#### [Assigned task]
An exact copy of all the data is required, with pictures left out.
(Supplied material begins)
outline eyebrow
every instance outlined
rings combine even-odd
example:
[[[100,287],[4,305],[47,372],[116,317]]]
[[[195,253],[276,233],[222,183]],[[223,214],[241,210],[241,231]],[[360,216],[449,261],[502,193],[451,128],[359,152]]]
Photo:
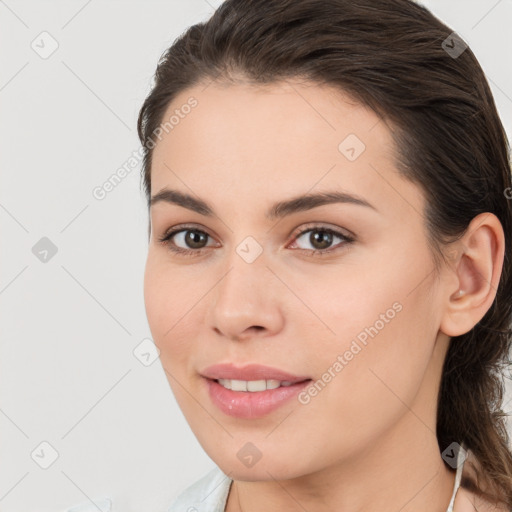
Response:
[[[206,217],[214,216],[214,210],[207,202],[178,190],[163,188],[160,192],[151,197],[150,207],[162,202],[187,208],[188,210],[192,210]],[[293,213],[311,210],[317,206],[333,203],[355,204],[378,211],[375,206],[362,197],[348,194],[346,192],[329,191],[304,194],[286,201],[279,201],[272,205],[272,207],[266,212],[266,217],[269,220],[280,219]]]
(Supplied material ends)
#### [Expected answer]
outline eyebrow
every instance outlined
rings combine even-odd
example:
[[[100,287],[4,305],[47,372],[116,317]]]
[[[195,253],[276,233],[222,183]],[[223,214],[241,210],[241,231]],[[360,216],[449,261],[502,193],[451,128],[359,152]]]
Photo:
Response:
[[[206,217],[214,216],[214,210],[207,202],[178,190],[163,188],[160,192],[151,197],[150,207],[162,202],[187,208],[188,210],[192,210]],[[293,213],[311,210],[317,206],[333,203],[355,204],[378,211],[375,206],[362,197],[348,194],[346,192],[329,191],[304,194],[286,201],[279,201],[272,205],[272,207],[266,212],[266,217],[269,220],[280,219]]]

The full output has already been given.